======== DATASET CONTENT ========
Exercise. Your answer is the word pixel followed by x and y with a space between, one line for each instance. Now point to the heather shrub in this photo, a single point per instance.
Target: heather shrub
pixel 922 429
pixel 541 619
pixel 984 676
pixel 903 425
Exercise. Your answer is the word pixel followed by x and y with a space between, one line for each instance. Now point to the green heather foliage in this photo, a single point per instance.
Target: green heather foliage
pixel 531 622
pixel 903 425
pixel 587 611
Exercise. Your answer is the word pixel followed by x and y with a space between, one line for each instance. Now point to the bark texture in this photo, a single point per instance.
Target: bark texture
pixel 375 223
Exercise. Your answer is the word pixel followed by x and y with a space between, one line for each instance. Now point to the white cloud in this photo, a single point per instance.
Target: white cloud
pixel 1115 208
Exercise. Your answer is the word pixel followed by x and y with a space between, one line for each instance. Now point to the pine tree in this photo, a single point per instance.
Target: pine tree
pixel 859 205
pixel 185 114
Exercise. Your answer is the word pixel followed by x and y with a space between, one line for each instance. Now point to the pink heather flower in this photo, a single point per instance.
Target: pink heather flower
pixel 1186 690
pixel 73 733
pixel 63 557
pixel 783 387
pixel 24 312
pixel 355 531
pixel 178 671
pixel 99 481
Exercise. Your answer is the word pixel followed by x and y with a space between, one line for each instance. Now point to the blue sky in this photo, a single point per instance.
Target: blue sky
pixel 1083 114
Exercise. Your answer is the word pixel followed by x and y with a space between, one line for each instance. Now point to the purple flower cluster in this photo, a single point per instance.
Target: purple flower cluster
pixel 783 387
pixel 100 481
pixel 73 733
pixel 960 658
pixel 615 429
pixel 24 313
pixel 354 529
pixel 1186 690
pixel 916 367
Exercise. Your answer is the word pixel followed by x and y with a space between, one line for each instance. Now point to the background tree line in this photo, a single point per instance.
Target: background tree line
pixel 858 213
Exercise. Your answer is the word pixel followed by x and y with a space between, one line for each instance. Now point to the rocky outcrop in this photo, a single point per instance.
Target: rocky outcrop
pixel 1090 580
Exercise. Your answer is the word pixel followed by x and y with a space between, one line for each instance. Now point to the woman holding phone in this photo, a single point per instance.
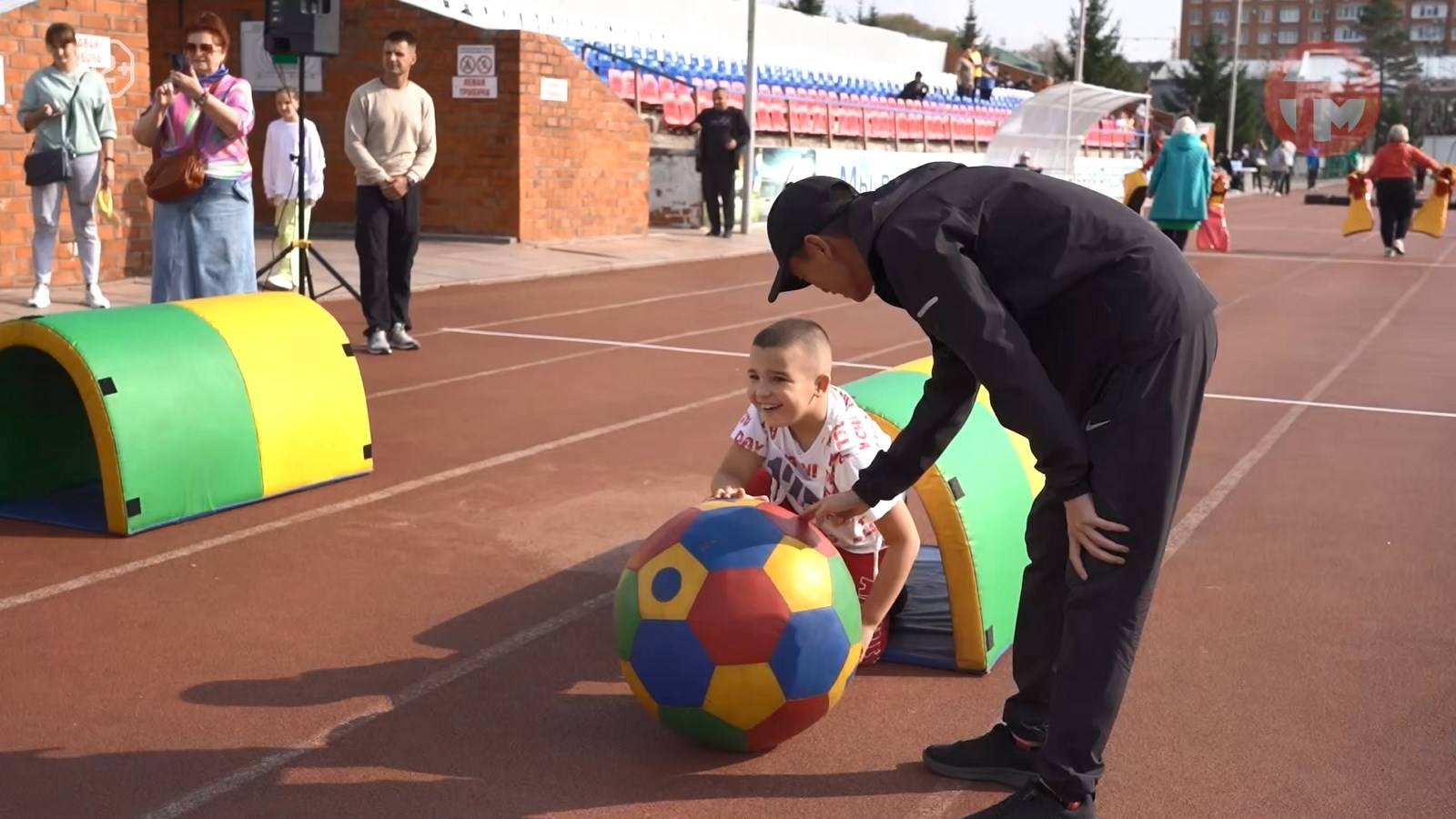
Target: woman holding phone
========
*WRITTEN REQUEST*
Copy the records word for word, from the line with "to the green" to the line with "pixel 587 611", including both of those lines.

*THE REPLY*
Exercise. Your answer is the word pixel followed by x and y with a space between, one line for each instance. Now point to the green heather foliage in this photo, a single point per instance.
Target: green heather foliage
pixel 531 622
pixel 903 425
pixel 587 611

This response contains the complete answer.